*Ejercicio a:* Según el pasaje sobre la ciencia y el humanismo, ¿quién era el mentor de Kepler?

*Pasaje proporcionado:*
La Ciencia nació y se desarrolló con el resto de conocimientos humanos, sin existir discontinuidad material ni intelectual entre todos ellos. Solo el punto de inflexión –por cierto, concepto proveniente de un término matemático- del establecimiento explícito del método científico por parte de Francis Bacon –lo de Sir es de una pedantería que me da risa- acabó con ese idilio maravilloso, apasionado y que tantas buenas y coherentes explicaciones del mundo nos ofreció. El Humanimo, tal y como lo conoce la Historia, se devaluó. Se acabó la poesía en los cálculos aritméticos, se acabaron las melodías de los mundos solo soñados, y se acabó el imaginar y maravillarse con lo que nos cuenta un cuadro de un pintor realista francés, ¿o no?

Uno de los pasos en el método científico es la elaboración de hipótesis. Cuando nos enfrentamos a un hecho, surge como primera pregunta insoslayable “¿Por qué?”. Para responder a tan desasosegante cuestión, podemos inventar cuantas respuestas se nos antojen. Pero ese proceso guarda una complejidad que dista mucho de ser baladí. En él se ponen en marcha nuestras vivencias personales, nuestros prejuicios, nuestras ilusiones, nuestras preconcepciones del mundo, nuestro conocimiento previo sobre el asunto,… Tanto Johannes Kepler, como Isaac Newton, eran fervientes cristianos, y para establecer sus deducciones tomaron muy en cuenta los principios dictados por el dogma de su religión. No en vano, Kepler, tomó como punto de partida para explicar las observaciones pormenorizadas de Tycho Brahe, su mentor, cuerpos geométricos perfectos, puesto que el Creador no podía haber creado un Cosmos imperfecto. La elaboración de hipótesis y teorías es un proceso creativo; y esto es algo que, con la evidencia que contamos hasta ahora, solo posee el ser humano. La heurística, la reducción al absurdo, la teoría de juegos que tantas explicaciones válidas y coherentes ha dado al comportamiento animal, no son más –ni menos- que invenciones fruto de la complejidad del sistema nervioso humano; el cual, hoy, conocemos algo gracias a la misma Ciencia. Somos un ente creador que se comienza a conocer a sí mismo gracias al mismo poder creador que nos caracteriza y que es nuestra esencia.

La frase del último párrafo me la inspira a su vez la definición de ser humano más hermosa que quizá haya encontrado nunca. Es del astrónomo y divulgador científico Carl Sagan en el capítulo titulado “¿Quién habla en nombre de la Tierra?” de su obra Cosmos y que viene a decir algo así como que probablemente somos la única forma que tiene el Cosmos de conocerse a sí mismo; textualmente que somos
conjuntos organizados de decenas de miles de billones de billones de átomos que consideran la evolución de los átomos y rastrean el largo camino a través del cual llegó a surgir la consciencia, por lo menos aquí.
Sagan, Carl. 2002. Cosmos. Ed. Planeta. Barcelona. España. 8ª edición

Es solo un ejemplo más de cómo cualquier pensamiento puede sugerirnos algo mediante la complicada concatenación de ideas que realizan millones de células en nuestro organismo llamadas neuronas.

[Registros de señalamiento de objetos por nombre]
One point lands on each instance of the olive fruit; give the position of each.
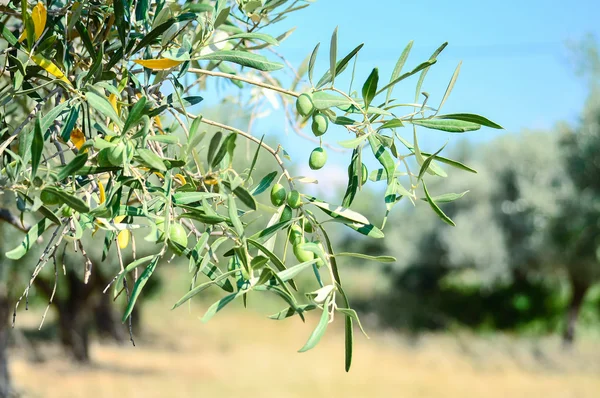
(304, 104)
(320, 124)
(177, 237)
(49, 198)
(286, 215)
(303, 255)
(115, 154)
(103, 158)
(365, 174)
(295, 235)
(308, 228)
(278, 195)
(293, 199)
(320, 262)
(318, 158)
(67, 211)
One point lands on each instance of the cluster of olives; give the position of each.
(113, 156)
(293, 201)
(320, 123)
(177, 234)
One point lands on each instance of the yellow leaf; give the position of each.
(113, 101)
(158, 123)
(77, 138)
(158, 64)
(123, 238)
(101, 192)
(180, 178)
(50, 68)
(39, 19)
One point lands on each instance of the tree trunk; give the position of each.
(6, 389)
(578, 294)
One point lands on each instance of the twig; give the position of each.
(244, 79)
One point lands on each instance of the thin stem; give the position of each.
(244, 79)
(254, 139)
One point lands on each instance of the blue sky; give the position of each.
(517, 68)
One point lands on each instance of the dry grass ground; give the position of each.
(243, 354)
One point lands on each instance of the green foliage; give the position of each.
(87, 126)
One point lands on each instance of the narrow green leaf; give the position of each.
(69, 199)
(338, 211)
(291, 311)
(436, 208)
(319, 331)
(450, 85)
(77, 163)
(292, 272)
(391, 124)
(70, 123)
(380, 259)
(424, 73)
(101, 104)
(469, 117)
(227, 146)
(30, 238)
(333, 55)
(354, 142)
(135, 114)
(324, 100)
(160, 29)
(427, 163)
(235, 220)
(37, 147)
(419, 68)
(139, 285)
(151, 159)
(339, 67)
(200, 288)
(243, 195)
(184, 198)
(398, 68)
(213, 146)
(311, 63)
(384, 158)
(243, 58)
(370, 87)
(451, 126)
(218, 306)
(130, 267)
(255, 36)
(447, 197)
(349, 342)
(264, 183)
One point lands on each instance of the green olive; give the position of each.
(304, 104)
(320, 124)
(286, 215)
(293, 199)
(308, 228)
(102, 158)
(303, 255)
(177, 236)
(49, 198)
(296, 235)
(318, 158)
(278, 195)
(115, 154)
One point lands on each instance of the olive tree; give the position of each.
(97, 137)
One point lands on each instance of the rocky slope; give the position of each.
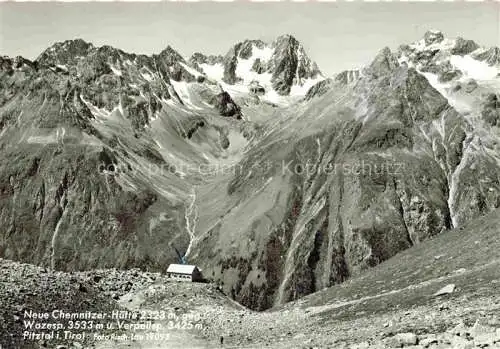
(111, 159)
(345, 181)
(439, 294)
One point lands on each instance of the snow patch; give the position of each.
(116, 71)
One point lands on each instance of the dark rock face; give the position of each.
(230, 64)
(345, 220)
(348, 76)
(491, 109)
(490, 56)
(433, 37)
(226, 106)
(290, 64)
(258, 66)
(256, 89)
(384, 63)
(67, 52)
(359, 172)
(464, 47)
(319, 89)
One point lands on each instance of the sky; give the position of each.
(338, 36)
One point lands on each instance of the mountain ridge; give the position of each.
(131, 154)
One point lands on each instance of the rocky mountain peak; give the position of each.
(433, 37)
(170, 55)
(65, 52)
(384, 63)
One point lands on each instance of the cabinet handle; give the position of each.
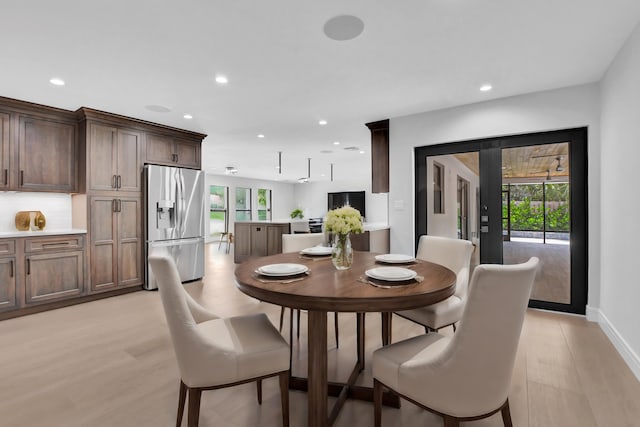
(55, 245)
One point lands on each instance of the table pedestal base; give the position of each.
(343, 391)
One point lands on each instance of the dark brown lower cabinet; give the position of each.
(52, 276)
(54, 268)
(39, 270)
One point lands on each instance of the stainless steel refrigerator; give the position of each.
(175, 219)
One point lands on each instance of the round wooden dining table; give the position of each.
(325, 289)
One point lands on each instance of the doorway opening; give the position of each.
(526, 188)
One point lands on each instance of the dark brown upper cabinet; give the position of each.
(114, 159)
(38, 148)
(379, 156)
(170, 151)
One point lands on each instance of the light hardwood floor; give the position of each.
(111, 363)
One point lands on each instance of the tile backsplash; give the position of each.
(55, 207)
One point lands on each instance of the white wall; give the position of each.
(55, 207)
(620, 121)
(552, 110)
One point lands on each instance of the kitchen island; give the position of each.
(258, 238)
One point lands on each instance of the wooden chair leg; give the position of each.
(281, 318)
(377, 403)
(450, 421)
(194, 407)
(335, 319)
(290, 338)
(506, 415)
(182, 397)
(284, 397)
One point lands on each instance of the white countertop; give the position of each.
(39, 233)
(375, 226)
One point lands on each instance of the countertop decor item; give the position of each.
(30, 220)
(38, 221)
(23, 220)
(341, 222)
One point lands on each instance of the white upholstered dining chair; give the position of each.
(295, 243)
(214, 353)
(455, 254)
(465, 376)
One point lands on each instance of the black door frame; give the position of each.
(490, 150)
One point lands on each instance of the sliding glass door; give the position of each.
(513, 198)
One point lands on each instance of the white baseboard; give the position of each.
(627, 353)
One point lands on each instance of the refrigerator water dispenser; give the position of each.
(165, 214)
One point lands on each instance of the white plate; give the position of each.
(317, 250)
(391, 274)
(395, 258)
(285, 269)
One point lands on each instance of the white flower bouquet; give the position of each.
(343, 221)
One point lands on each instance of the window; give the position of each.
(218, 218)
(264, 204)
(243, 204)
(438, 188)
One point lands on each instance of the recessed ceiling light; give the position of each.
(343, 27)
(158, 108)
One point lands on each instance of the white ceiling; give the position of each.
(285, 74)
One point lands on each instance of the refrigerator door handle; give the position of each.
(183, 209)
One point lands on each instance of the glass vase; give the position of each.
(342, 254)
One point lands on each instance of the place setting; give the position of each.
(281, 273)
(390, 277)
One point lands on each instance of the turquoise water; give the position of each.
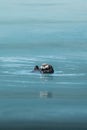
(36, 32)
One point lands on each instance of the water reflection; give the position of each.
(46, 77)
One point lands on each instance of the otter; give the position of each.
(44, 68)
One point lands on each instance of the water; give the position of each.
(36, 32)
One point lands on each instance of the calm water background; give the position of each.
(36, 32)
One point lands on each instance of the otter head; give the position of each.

*Ejercicio b:* Reescala, por favor, el listado empezando en la línea que contiene "One point lands on each instance of the calm" y terminando al final del listado, ambos extremos incluidos. Vuelve a escribir solo esas líneas, todas, con cada coordenada multiplicada por 2,25 y redondeada a un número entero, con las mitades hacia arriba.

*Resultado del ejercicio a:* Tycho Brahe.

*Resultado del ejercicio b:*
One point lands on each instance of the calm water background; give the position of each.
(81, 72)
One point lands on each instance of the otter head; give the position of each.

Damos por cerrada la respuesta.